> **Task brief**: Please quote every line, from the one containing "task: segment the <item>cabinet" down to the end of the rows below, reproducing each character unchanged.

> **Material for this exercise**:
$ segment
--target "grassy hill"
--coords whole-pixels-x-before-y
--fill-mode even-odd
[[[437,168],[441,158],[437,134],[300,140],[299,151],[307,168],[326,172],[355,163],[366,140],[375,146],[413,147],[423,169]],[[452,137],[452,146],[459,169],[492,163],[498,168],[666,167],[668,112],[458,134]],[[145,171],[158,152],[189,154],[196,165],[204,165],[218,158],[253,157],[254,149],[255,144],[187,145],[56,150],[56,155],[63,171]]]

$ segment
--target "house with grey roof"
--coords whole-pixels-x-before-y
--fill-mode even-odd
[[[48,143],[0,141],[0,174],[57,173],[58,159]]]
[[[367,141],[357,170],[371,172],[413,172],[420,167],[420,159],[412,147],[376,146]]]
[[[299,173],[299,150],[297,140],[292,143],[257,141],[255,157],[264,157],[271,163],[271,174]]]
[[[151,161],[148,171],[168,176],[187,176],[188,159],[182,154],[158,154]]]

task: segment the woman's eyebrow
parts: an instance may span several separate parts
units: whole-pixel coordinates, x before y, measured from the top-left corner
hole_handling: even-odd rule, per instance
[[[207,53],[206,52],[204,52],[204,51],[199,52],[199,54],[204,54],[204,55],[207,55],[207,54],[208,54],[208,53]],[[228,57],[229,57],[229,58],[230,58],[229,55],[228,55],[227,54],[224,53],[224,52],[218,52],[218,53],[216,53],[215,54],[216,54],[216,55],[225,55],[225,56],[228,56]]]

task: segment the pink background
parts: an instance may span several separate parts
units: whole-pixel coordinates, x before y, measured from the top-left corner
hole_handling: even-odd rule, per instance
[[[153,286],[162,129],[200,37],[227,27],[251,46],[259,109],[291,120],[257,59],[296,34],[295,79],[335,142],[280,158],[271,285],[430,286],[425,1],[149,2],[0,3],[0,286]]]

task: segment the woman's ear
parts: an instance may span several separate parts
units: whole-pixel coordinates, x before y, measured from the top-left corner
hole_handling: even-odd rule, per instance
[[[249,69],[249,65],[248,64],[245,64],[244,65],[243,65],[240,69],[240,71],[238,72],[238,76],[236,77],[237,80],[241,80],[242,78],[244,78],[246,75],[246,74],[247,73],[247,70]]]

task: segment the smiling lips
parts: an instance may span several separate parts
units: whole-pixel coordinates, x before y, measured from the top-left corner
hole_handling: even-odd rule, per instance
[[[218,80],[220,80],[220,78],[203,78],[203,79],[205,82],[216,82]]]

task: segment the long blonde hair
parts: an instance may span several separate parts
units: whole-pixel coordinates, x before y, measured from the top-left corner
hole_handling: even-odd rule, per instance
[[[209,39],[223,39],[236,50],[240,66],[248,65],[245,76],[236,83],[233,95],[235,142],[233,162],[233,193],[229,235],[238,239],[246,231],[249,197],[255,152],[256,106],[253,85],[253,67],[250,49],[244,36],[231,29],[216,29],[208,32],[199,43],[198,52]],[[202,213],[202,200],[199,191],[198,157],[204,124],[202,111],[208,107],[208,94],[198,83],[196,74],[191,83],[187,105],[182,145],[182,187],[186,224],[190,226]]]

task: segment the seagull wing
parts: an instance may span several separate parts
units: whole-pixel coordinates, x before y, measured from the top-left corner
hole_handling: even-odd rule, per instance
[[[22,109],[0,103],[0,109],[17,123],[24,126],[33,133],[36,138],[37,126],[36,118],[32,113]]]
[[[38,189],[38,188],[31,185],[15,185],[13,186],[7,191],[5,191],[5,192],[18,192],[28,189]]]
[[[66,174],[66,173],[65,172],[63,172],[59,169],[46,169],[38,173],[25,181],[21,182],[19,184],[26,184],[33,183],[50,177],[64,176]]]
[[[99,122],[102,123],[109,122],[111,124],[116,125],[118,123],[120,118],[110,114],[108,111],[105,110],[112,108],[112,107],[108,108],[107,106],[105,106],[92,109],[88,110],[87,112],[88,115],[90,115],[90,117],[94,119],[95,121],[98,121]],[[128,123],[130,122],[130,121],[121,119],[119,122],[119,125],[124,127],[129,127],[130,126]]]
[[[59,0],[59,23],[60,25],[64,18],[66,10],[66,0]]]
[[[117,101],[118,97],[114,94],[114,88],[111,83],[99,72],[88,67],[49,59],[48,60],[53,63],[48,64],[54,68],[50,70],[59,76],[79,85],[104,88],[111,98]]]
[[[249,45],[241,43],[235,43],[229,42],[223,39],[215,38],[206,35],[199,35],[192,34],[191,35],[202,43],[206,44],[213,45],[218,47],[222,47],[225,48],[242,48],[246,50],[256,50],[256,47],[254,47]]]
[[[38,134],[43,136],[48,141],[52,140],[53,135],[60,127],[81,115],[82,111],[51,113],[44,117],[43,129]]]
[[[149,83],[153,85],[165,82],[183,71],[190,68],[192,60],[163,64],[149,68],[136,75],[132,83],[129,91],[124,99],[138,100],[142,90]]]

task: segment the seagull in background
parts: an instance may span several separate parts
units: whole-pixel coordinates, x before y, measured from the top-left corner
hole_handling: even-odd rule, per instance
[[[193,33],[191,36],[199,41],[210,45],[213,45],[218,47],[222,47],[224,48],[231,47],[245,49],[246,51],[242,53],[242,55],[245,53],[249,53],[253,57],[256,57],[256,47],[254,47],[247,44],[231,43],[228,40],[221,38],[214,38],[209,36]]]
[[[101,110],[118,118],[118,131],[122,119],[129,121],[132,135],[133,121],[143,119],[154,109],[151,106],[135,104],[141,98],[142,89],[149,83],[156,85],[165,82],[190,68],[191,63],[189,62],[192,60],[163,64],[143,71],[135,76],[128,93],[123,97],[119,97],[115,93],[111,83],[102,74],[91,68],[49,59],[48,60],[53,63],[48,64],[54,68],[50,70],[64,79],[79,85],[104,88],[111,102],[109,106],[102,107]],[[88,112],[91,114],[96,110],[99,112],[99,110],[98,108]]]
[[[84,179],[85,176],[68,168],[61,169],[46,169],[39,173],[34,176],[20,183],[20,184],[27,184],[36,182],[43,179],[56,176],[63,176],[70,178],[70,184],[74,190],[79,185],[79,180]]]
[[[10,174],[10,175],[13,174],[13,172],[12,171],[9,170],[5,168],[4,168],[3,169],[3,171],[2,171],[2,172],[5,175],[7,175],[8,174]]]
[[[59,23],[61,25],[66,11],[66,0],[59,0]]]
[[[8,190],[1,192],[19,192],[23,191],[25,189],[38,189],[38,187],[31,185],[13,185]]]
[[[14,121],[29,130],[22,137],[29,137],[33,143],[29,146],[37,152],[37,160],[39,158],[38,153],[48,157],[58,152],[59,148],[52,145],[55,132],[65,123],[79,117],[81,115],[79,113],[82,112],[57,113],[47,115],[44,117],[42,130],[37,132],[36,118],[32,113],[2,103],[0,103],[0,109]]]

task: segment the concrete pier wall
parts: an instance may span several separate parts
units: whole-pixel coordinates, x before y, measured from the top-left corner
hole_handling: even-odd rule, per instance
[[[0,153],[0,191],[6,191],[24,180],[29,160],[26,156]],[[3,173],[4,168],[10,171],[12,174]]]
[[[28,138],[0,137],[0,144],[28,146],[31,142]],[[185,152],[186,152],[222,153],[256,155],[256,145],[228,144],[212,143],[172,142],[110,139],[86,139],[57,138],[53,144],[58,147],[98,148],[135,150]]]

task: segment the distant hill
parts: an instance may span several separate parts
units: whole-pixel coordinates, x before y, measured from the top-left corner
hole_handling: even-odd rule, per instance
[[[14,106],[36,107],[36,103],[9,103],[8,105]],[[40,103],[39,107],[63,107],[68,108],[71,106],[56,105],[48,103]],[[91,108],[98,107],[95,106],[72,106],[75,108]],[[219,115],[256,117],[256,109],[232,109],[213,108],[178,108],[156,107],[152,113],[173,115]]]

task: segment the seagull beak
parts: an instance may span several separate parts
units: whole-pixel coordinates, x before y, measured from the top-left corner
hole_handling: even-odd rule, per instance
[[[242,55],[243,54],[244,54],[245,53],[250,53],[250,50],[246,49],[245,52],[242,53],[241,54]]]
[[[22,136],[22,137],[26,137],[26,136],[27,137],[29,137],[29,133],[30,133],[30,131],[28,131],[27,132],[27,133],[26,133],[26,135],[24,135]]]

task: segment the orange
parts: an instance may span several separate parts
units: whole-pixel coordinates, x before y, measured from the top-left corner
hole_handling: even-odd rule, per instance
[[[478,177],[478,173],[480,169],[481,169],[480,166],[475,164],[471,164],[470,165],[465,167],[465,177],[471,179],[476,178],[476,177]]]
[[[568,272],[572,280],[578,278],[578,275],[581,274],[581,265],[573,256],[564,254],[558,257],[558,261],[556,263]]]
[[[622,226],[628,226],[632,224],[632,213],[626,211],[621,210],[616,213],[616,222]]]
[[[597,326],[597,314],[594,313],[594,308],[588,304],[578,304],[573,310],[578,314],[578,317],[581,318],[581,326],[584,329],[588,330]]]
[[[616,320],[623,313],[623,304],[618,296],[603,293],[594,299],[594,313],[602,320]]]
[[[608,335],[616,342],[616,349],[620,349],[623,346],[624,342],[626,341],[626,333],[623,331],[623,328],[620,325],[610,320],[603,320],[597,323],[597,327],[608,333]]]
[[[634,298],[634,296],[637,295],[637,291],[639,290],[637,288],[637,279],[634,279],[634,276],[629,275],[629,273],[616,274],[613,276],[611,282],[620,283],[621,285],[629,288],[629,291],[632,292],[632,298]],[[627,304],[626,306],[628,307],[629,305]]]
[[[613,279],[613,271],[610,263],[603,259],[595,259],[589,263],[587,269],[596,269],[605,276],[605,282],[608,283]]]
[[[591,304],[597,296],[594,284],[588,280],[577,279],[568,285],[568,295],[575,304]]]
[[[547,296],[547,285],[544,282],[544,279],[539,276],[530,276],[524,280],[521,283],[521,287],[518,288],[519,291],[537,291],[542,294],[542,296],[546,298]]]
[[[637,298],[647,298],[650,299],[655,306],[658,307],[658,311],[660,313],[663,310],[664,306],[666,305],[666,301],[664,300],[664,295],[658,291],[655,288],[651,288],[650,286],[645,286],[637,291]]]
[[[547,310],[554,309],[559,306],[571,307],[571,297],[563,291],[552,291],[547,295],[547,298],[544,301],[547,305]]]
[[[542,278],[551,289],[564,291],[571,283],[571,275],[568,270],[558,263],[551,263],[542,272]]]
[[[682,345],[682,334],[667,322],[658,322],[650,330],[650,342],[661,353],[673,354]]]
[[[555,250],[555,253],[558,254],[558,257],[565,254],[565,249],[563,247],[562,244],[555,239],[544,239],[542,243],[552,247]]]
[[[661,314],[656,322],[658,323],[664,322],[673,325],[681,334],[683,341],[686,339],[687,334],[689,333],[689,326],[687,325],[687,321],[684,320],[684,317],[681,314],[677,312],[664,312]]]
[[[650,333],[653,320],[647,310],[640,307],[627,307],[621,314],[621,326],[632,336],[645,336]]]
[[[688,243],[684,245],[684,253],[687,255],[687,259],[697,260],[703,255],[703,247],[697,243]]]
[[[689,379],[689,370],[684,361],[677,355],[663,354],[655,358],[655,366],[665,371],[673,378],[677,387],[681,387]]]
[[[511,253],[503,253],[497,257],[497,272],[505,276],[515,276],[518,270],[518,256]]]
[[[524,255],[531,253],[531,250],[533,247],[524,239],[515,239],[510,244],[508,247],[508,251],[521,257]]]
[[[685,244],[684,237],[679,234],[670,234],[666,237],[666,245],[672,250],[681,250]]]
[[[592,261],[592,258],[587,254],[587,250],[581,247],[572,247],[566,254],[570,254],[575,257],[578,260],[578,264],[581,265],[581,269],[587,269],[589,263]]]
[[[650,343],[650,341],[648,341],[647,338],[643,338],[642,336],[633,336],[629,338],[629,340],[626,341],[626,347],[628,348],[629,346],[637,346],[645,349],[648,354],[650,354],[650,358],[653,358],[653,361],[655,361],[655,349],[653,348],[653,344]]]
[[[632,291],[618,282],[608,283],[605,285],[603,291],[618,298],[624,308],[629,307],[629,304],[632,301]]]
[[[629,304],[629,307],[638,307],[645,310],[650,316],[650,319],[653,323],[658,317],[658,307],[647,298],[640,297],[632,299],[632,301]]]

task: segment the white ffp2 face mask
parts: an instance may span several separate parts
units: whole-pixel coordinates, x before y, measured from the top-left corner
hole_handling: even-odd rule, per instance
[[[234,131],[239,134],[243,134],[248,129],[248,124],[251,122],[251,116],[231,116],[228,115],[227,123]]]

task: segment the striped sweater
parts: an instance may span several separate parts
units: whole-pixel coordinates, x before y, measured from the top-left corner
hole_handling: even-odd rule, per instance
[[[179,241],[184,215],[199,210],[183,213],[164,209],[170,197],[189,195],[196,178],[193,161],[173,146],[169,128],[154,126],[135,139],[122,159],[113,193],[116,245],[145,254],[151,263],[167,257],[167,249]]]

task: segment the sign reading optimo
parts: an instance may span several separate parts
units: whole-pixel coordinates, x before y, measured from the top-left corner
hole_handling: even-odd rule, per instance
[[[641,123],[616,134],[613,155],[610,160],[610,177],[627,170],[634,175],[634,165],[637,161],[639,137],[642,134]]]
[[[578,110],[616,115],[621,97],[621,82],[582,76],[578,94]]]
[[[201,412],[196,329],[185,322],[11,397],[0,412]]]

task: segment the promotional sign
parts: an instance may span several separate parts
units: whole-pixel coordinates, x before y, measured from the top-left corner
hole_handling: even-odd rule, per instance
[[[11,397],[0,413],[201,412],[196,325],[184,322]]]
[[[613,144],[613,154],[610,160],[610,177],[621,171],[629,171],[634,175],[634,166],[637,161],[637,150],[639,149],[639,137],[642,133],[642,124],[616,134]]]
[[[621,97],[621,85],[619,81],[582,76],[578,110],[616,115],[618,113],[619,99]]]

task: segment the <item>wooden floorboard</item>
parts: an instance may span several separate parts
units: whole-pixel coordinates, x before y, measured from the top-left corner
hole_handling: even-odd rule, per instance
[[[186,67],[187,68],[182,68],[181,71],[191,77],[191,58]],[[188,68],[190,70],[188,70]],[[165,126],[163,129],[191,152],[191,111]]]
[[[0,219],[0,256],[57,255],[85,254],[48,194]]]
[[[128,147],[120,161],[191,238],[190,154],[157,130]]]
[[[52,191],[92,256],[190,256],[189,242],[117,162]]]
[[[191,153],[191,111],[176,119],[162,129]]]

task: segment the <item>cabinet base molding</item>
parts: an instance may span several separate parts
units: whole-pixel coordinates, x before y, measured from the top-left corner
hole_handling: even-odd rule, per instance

> **Completed exercise**:
task: segment the <item>cabinet base molding</item>
parts: an instance may span several separate parts
units: whole-pixel coordinates, x before y, measured from the top-left corner
hole_handling: even-odd rule, per instance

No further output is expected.